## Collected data
════════
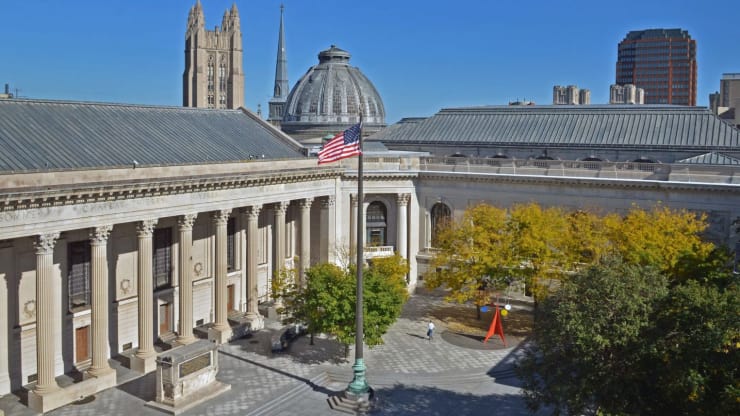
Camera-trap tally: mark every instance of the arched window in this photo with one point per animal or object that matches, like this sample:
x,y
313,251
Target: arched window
x,y
440,215
376,224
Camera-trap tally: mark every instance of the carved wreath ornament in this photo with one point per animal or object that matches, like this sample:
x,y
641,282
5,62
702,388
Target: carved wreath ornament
x,y
29,308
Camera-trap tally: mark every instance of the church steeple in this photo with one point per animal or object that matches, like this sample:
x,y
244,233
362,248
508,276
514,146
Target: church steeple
════════
## Instructions for the task
Copy out every line of the records above word for word, leaving out the pictures.

## Solution to this exercise
Camera-trap tally: mark every instance of the arched window in this photo with one point per animal or object that matches, like this sample:
x,y
313,251
Target: arched window
x,y
440,215
376,224
Camera-trap tally: mark every instance of the carved wreath ornament in this photo with one point per animal or object that matches, like this sample:
x,y
641,282
5,62
702,388
Target: carved wreath ornament
x,y
29,308
Camera-trap tally: mark every instance of the church steeple in this photo with one point per animal or object that matches, like this sample:
x,y
244,233
362,248
508,276
514,146
Target: church steeple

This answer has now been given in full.